Aim:
Report how many lines of the records contain the word "crest". Give only the number.

Working data:
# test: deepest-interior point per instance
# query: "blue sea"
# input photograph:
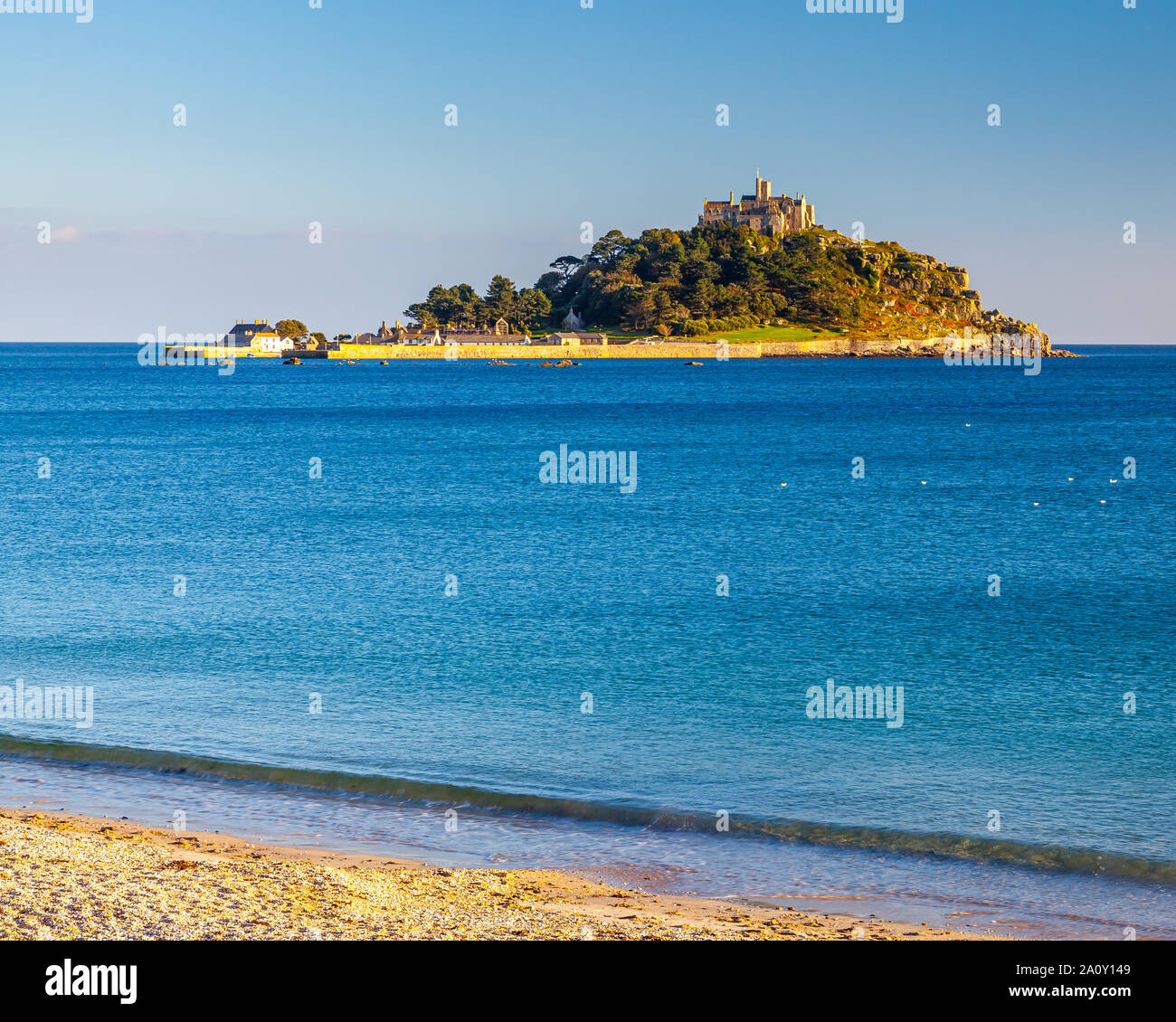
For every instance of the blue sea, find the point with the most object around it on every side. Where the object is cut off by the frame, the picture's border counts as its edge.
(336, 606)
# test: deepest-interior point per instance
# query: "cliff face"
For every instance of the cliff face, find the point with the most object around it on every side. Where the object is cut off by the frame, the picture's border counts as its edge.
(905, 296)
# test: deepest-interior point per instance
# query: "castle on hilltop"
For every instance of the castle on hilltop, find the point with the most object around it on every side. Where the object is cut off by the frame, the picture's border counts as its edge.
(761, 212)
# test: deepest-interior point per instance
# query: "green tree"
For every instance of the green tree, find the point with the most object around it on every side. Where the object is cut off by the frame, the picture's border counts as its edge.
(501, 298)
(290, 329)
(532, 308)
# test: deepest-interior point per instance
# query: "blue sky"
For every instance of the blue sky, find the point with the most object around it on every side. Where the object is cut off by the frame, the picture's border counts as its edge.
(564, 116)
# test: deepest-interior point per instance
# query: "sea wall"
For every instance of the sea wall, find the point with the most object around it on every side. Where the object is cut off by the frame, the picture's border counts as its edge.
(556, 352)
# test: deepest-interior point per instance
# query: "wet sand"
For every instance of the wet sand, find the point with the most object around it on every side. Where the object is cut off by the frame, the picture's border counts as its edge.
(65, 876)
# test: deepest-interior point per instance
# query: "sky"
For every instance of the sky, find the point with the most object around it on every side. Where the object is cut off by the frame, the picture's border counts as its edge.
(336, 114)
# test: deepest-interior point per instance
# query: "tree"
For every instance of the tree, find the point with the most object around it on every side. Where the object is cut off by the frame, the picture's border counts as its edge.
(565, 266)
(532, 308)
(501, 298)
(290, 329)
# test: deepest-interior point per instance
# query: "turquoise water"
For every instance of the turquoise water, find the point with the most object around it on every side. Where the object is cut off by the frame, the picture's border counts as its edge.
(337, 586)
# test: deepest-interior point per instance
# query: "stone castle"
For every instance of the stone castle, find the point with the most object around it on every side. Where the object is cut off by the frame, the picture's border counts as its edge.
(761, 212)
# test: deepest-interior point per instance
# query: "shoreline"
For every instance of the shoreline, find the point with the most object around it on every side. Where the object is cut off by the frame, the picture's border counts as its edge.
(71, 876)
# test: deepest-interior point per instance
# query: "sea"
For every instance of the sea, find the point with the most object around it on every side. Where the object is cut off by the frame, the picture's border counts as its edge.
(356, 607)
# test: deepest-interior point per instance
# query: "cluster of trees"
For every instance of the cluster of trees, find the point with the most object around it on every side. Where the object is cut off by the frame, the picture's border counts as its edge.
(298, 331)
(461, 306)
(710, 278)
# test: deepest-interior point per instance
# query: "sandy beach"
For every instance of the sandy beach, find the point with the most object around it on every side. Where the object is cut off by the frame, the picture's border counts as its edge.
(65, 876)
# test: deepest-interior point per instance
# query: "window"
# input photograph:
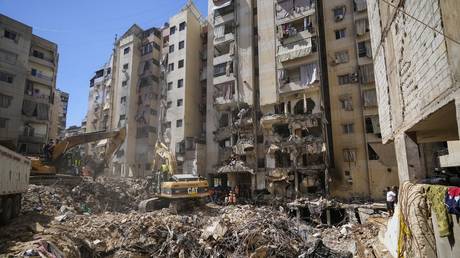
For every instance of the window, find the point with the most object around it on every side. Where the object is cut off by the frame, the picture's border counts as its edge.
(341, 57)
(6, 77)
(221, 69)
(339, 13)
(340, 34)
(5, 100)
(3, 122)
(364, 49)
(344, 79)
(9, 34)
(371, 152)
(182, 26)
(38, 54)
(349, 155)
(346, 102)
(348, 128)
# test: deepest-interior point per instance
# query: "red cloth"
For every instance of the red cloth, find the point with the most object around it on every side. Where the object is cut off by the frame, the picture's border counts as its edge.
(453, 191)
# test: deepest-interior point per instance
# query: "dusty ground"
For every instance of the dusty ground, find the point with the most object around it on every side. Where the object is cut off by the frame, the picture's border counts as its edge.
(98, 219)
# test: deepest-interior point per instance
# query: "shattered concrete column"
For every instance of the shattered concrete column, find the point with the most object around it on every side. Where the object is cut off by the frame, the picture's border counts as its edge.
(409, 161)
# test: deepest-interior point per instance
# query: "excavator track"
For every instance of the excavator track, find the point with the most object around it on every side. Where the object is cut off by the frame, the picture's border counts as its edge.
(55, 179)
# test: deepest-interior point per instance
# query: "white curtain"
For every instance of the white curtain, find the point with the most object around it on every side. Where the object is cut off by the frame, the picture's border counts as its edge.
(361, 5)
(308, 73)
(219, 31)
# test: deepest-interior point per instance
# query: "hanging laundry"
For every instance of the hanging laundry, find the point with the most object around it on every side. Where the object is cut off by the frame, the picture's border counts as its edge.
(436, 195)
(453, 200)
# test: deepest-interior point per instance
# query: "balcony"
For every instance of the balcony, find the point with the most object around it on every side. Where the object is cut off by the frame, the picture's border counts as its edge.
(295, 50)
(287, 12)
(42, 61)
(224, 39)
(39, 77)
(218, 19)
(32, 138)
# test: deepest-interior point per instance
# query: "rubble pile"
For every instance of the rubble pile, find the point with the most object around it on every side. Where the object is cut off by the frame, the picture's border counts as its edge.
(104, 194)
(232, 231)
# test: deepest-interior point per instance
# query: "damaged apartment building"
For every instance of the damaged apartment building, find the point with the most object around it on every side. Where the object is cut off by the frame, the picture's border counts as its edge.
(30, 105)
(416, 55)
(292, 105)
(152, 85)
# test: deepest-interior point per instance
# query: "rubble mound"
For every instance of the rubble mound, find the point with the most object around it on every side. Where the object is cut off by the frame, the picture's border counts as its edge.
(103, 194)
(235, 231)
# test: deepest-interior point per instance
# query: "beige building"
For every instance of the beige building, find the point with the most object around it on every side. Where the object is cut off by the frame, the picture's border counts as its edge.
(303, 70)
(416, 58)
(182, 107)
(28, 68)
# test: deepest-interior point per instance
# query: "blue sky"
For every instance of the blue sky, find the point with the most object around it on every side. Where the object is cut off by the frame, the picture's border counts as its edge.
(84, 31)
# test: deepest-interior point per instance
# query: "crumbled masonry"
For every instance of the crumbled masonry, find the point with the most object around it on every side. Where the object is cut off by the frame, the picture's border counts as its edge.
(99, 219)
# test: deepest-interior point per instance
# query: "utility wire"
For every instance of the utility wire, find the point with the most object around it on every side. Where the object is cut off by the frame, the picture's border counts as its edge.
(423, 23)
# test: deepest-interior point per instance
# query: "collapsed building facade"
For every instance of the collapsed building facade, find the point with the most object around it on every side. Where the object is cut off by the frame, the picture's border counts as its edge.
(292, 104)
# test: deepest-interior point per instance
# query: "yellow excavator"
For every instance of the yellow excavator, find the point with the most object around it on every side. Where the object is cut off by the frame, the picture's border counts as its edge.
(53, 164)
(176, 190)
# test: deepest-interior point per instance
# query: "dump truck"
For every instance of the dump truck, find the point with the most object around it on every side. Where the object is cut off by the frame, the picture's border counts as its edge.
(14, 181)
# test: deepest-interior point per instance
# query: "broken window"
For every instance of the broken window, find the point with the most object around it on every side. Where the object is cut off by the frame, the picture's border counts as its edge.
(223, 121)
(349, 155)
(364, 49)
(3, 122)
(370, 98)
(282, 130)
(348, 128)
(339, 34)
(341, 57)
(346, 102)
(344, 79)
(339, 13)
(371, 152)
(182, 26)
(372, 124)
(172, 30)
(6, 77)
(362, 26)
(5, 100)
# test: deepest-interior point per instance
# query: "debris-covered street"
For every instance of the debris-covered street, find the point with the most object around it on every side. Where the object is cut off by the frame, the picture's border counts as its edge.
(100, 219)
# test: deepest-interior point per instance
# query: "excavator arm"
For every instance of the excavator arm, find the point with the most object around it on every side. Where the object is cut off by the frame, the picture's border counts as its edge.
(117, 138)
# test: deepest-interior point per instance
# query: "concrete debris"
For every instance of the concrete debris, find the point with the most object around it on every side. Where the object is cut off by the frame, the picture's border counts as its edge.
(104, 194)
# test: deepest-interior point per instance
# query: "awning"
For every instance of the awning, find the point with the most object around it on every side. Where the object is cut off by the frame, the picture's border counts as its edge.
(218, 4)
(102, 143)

--

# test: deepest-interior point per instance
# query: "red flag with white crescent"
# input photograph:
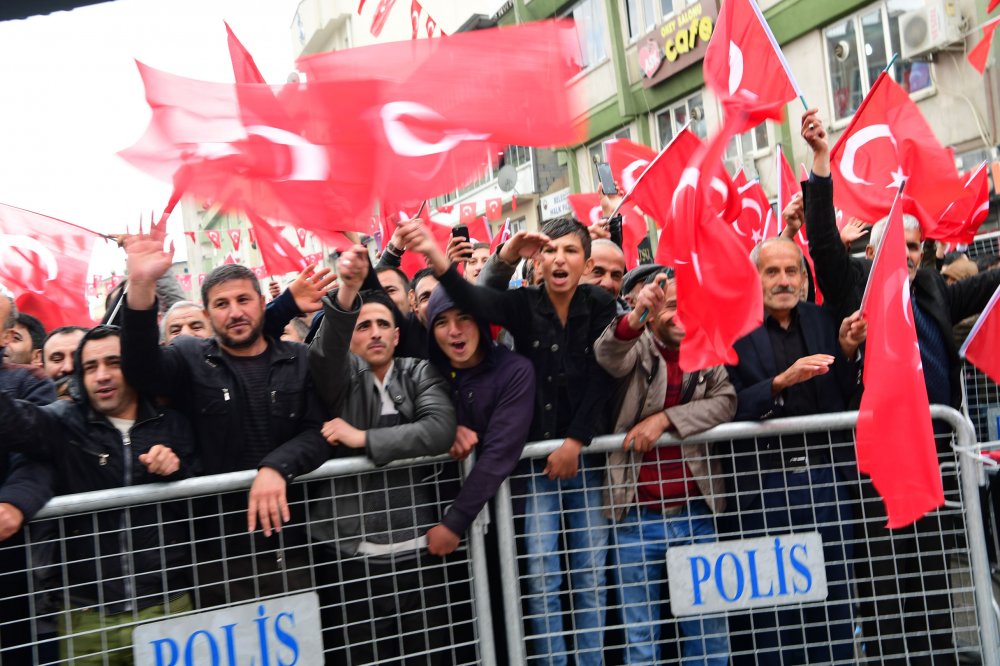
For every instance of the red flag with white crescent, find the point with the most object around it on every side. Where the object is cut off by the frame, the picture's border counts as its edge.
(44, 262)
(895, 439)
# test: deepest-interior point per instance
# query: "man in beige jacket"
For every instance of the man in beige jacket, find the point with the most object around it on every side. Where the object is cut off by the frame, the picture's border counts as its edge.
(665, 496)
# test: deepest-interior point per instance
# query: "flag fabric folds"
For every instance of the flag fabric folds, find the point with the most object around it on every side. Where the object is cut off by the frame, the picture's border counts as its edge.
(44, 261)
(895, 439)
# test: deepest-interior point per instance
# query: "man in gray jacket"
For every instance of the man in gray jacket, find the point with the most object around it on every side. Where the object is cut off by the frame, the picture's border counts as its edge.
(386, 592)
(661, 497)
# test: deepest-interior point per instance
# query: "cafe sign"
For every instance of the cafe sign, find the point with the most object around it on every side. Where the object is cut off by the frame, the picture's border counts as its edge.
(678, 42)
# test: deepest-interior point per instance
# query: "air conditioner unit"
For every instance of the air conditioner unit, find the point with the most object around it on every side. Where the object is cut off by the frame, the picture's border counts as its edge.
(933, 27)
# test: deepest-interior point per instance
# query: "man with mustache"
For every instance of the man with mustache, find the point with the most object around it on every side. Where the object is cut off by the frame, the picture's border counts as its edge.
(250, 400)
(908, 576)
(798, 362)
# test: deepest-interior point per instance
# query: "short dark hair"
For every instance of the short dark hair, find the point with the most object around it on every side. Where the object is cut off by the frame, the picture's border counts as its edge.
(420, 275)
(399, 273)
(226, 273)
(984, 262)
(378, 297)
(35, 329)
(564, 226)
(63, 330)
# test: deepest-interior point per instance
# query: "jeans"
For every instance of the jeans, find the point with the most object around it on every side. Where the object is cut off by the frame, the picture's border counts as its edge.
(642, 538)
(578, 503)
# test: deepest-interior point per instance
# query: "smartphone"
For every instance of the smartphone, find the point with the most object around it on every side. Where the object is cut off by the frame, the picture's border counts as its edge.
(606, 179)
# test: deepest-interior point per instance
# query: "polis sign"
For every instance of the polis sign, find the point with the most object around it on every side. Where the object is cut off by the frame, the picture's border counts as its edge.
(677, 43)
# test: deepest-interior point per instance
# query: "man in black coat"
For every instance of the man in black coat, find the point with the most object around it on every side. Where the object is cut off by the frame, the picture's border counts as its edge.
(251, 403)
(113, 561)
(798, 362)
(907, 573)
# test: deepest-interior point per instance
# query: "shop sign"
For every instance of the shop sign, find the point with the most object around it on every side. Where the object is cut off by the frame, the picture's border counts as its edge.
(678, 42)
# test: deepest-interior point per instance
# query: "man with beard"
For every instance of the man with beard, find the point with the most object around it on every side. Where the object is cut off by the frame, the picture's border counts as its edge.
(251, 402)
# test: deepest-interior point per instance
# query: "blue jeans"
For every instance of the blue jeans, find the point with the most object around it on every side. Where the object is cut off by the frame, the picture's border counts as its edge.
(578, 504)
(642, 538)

==

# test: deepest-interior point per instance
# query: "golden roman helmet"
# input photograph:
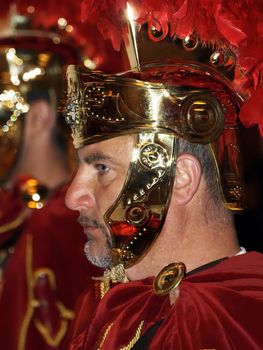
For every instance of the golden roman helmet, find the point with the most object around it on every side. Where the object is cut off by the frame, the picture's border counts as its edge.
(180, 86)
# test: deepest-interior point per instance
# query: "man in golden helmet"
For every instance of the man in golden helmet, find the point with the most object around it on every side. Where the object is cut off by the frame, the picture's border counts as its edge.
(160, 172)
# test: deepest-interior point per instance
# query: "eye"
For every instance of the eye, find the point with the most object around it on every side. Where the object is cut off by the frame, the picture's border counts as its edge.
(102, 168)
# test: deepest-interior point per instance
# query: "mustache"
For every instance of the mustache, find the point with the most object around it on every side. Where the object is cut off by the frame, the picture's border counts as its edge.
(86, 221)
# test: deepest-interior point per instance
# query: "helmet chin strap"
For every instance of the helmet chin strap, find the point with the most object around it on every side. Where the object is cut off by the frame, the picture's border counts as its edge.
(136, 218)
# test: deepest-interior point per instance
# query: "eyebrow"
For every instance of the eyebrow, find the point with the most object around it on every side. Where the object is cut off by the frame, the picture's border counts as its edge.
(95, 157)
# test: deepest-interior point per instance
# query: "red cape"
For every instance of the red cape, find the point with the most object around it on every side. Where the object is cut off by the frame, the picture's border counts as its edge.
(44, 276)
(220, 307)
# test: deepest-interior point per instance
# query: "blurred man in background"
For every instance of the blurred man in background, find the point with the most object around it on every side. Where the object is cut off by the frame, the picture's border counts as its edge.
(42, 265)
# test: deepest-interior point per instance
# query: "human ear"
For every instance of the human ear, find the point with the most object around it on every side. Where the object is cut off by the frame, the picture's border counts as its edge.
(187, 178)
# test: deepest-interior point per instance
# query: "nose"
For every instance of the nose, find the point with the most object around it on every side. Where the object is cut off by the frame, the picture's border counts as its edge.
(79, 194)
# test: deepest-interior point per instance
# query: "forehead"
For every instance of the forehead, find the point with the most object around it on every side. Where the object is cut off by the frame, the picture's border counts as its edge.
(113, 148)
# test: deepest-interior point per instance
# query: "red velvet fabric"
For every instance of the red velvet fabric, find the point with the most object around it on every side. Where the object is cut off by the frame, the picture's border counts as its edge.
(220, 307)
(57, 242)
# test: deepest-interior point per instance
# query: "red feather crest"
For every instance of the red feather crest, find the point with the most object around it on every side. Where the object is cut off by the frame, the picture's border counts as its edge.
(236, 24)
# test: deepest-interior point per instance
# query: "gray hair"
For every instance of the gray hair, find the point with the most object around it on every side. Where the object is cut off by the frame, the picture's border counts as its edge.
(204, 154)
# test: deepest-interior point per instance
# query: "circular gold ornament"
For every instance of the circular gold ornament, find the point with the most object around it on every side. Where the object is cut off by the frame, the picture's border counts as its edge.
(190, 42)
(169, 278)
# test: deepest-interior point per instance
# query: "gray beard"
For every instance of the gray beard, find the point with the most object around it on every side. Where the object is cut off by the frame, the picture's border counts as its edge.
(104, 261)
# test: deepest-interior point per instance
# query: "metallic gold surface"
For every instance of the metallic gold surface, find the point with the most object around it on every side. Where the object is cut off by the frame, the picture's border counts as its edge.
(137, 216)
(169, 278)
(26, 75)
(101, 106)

The output:
2